MATERIAL FOR THIS TASK below:

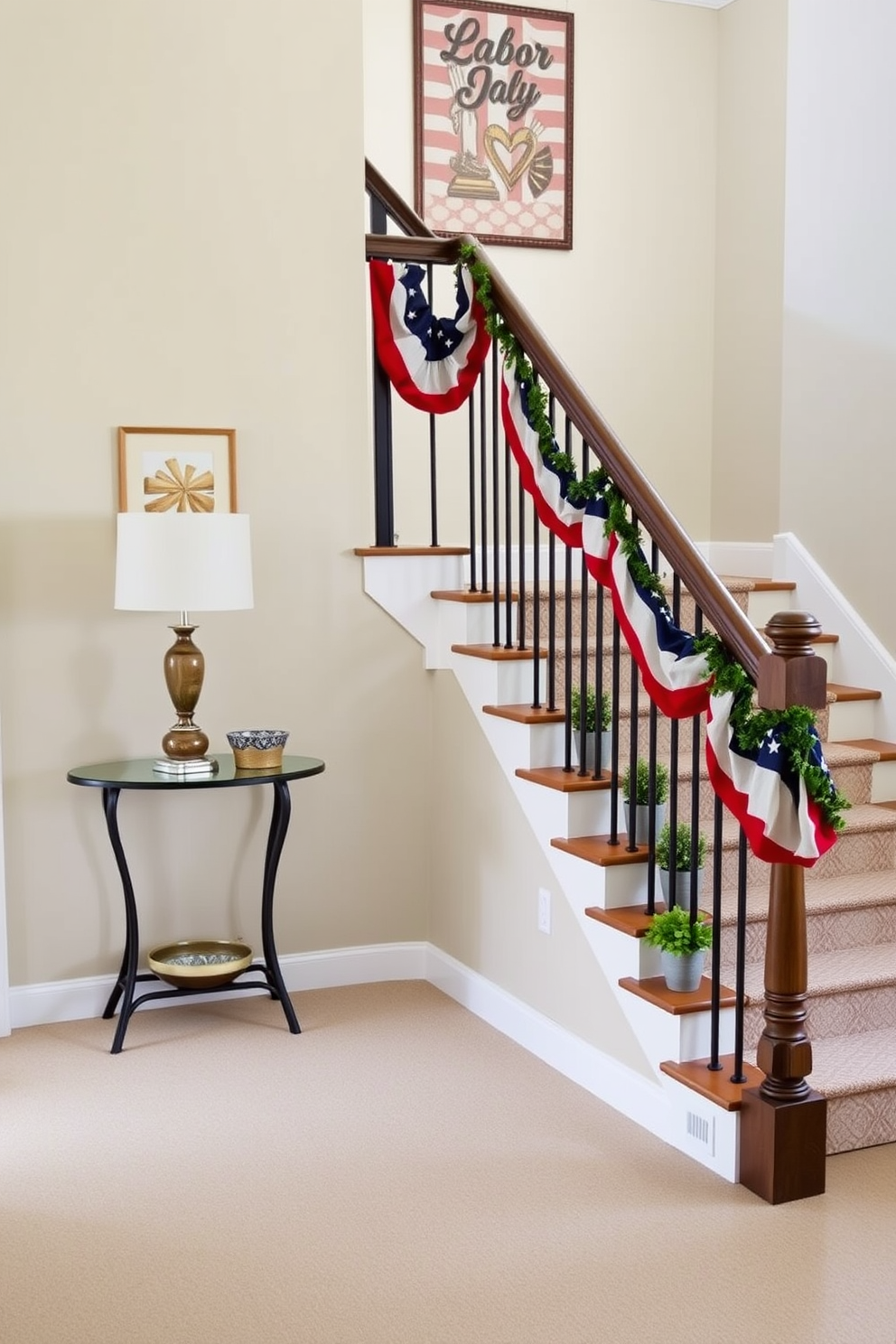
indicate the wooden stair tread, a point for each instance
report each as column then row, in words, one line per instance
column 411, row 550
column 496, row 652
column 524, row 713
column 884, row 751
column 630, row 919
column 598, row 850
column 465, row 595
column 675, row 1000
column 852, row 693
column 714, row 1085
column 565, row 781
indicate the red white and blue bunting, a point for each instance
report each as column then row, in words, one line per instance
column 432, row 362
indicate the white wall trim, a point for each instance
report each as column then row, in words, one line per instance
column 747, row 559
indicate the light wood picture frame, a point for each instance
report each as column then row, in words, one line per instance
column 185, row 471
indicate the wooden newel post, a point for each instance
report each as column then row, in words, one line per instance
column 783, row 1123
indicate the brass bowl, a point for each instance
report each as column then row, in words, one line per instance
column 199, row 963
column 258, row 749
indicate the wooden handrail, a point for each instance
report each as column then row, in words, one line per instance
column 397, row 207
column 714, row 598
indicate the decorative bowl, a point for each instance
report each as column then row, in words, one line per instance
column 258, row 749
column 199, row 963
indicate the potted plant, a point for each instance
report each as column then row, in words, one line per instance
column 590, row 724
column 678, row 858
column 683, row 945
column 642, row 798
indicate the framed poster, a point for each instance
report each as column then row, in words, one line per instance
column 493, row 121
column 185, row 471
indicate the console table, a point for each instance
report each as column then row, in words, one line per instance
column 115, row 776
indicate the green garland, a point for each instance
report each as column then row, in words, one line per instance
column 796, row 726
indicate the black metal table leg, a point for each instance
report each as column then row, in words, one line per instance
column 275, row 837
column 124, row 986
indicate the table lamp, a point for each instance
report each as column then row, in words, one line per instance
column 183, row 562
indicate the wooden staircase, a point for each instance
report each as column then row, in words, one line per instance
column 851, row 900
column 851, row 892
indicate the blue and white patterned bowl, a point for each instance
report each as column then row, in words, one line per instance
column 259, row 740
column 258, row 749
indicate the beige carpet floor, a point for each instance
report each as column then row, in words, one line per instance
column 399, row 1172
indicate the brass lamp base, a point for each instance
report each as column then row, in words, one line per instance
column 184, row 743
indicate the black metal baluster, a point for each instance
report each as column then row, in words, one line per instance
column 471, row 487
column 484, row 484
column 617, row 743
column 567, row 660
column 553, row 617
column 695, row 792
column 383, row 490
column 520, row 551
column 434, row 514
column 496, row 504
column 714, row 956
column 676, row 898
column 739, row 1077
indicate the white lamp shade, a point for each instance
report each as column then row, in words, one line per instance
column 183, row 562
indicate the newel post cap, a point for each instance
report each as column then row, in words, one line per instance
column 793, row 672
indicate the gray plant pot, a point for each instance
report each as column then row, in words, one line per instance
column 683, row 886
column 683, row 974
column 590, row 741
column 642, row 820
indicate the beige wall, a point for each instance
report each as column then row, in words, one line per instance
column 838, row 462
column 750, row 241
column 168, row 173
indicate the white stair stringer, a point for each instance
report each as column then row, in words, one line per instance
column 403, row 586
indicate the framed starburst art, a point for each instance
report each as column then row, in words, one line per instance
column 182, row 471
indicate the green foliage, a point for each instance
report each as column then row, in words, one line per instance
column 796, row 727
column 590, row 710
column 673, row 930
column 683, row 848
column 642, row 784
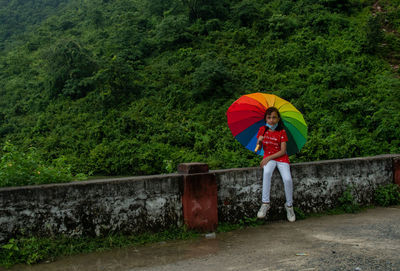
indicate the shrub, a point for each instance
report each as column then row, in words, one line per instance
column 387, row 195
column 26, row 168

End of MATERIAL FOR THIS TASK.
MATERIAL FOR THIS TASK below:

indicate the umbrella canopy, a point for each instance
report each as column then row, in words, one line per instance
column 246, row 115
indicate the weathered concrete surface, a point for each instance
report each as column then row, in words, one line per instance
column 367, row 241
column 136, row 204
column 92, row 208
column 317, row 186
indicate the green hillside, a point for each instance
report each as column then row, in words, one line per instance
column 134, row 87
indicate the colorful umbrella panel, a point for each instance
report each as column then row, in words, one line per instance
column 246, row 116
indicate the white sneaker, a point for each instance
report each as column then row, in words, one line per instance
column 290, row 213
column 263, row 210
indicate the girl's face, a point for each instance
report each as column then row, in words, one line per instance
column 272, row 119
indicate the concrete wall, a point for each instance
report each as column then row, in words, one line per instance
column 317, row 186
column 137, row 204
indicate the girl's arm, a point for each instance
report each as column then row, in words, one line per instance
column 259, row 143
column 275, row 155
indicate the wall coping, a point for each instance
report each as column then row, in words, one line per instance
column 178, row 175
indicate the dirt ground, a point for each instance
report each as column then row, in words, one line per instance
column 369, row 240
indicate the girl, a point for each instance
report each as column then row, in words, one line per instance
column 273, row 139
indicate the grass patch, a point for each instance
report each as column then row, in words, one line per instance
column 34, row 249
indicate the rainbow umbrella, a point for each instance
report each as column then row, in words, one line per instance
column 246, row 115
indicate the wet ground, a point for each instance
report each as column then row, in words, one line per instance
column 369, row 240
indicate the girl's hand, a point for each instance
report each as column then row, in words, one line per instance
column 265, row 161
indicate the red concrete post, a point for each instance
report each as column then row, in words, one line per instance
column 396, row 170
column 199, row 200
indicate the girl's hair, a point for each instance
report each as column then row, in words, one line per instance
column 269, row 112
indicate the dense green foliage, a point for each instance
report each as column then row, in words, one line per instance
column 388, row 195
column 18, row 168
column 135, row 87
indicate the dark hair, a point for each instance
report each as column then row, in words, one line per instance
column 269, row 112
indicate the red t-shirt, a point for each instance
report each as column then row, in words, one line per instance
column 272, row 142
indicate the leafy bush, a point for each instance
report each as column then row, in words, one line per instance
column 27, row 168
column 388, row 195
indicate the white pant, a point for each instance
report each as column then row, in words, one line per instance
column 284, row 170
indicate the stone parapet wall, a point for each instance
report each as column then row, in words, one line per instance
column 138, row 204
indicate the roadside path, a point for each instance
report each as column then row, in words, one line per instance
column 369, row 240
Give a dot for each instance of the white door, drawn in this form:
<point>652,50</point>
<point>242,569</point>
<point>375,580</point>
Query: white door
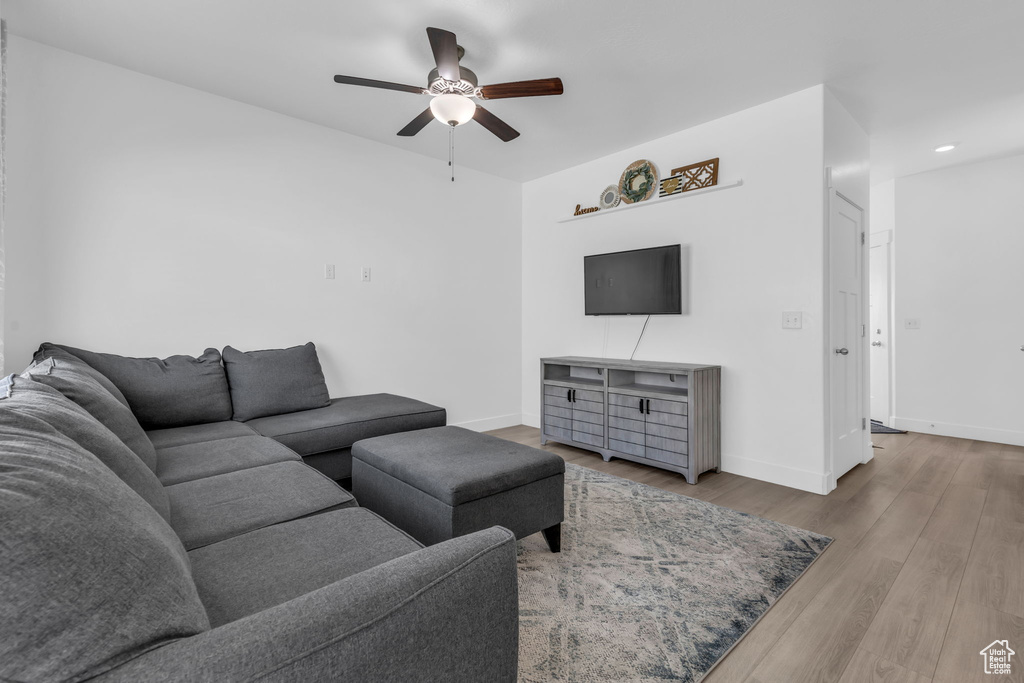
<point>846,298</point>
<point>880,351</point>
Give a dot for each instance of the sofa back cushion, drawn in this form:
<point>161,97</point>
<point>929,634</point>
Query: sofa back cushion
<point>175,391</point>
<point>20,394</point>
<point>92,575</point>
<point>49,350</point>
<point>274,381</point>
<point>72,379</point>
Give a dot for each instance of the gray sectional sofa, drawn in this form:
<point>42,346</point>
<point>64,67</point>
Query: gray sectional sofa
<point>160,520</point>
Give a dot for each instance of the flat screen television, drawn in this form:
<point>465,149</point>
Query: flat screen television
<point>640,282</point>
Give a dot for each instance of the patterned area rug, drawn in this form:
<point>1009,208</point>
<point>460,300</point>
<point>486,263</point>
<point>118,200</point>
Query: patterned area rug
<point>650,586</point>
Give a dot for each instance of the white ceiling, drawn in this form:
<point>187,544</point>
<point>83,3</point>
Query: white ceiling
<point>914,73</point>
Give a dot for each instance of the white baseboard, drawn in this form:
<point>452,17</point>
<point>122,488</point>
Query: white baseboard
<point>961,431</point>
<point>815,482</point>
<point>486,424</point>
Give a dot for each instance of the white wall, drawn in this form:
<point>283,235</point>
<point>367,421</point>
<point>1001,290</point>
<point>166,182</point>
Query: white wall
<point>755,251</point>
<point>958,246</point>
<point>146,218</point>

End of MATERIAL FOR THIS TASK.
MATERIAL FOR THIS TASK below:

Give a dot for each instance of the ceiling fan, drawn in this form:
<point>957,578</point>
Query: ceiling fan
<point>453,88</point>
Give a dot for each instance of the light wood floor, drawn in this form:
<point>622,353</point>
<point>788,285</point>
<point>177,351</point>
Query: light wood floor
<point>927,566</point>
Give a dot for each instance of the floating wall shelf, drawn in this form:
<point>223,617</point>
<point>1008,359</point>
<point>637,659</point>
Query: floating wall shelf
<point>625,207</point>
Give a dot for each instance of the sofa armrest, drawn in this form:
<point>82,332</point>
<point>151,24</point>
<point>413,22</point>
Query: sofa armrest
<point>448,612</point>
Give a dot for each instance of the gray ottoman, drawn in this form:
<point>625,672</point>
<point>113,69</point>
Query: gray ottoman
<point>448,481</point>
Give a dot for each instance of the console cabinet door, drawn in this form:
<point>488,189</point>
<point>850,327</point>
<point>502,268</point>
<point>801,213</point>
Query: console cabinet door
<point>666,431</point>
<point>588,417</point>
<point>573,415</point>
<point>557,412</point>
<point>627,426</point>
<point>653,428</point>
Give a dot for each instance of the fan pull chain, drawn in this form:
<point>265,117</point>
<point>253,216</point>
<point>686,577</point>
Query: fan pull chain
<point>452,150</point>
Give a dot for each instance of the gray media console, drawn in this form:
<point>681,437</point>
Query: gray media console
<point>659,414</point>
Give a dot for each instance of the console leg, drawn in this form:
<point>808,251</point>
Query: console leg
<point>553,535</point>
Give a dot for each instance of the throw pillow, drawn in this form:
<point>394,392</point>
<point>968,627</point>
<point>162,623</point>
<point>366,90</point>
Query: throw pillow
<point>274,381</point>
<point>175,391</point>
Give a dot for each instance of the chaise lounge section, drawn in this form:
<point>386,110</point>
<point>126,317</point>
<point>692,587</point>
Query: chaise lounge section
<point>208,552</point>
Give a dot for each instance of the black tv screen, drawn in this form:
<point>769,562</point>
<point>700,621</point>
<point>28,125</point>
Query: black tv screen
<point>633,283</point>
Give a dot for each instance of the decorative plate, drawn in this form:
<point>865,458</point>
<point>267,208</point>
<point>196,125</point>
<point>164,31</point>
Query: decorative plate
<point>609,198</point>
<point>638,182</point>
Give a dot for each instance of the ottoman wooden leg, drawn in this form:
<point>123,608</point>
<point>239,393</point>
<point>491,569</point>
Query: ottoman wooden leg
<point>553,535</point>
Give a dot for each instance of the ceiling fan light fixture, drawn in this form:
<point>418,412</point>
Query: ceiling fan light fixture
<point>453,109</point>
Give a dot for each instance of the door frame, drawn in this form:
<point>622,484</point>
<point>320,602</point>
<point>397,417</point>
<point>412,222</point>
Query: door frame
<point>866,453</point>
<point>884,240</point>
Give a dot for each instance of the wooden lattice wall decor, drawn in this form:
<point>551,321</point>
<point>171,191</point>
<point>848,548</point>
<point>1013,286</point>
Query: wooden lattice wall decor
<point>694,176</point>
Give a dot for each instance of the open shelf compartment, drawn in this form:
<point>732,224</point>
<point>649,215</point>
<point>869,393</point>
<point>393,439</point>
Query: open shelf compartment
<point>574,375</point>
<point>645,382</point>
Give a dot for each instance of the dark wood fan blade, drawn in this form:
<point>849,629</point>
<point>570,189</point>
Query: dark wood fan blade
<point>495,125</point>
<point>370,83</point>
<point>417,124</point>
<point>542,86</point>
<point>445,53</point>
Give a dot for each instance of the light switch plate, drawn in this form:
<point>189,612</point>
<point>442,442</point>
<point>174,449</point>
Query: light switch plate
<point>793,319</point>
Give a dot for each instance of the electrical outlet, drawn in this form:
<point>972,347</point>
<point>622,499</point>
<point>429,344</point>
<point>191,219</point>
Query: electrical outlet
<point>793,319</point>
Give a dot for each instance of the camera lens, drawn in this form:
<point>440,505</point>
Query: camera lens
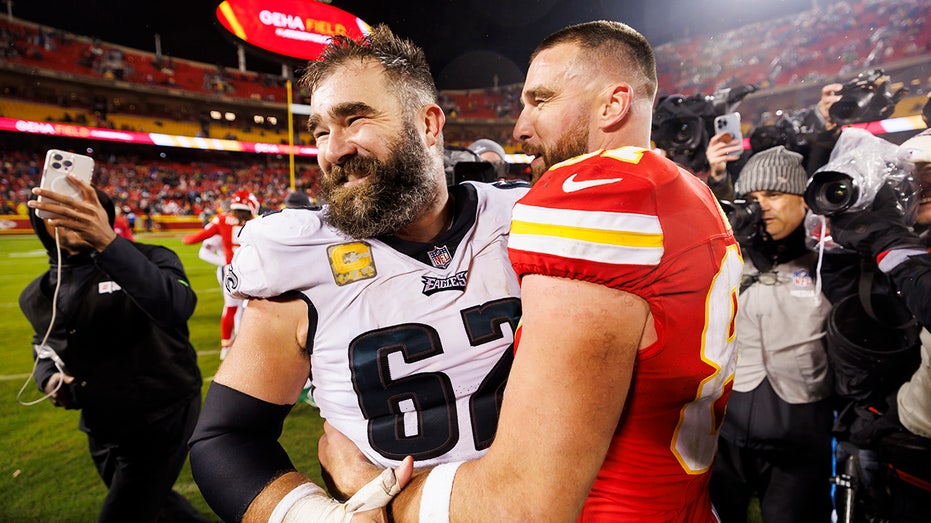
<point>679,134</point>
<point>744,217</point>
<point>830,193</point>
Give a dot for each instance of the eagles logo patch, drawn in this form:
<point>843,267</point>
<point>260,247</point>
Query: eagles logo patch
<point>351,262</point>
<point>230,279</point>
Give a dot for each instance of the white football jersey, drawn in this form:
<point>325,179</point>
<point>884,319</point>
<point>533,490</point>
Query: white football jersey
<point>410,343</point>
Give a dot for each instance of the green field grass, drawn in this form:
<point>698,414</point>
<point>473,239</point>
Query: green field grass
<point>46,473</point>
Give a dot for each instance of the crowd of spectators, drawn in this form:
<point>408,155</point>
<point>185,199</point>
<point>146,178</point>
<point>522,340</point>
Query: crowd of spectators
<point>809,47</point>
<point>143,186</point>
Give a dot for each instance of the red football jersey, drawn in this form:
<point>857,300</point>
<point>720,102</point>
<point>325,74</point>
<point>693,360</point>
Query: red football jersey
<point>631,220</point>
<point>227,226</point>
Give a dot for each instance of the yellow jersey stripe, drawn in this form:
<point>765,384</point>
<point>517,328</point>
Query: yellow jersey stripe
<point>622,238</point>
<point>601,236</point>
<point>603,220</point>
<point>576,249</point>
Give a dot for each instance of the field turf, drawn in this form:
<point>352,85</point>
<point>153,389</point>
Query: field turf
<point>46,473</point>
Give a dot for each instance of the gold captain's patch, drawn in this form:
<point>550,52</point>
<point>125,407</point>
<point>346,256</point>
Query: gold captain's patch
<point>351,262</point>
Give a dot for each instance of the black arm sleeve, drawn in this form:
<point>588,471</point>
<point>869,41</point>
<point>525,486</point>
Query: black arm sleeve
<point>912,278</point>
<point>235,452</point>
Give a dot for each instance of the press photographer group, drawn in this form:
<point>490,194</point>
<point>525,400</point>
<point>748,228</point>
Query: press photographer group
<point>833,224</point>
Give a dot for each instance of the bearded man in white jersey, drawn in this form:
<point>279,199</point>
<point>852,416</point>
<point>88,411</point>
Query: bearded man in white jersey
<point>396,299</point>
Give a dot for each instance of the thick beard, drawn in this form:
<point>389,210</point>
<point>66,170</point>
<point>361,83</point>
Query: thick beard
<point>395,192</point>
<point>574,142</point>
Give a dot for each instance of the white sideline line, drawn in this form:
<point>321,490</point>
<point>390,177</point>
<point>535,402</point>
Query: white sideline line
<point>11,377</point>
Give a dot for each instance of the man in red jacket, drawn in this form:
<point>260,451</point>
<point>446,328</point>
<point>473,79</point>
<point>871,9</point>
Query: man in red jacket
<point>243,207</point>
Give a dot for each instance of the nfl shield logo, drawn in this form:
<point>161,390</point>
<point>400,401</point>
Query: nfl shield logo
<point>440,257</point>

End of MATERIAL FOR THIS TASK.

**REQUIRED WORK**
Given the records above, restate word for word only the lines starting at the one with "indicate the red concrete" and ending at the one with "indicate the roadside".

**EXERCISE OUTPUT**
indicate the red concrete post, a point for each instance
report each as column then row, in words, one line per instance
column 396, row 170
column 199, row 200
indicate the girl's hair, a point for each instance
report each as column then row, in words, one line per instance
column 269, row 112
indicate the dense green foliage, a point for each instance
report each as column then row, in words, one line per instance
column 388, row 195
column 18, row 168
column 135, row 87
indicate the dark hair, a point for each instance
report each as column then row, in words, one line per instance
column 269, row 112
indicate the red t-shirt, a point for each instance
report each as column then row, in words, one line per instance
column 272, row 142
indicate the leafy bush, a point for each instance
report each as column then row, in words, one line per instance
column 27, row 168
column 388, row 195
indicate the white pant, a point for each instance
report each as column then row, in words, one line per instance
column 284, row 170
indicate the stone parapet wall, a point for each instance
report each as column then row, in words, one line per instance
column 138, row 204
indicate the roadside path, a point for each instance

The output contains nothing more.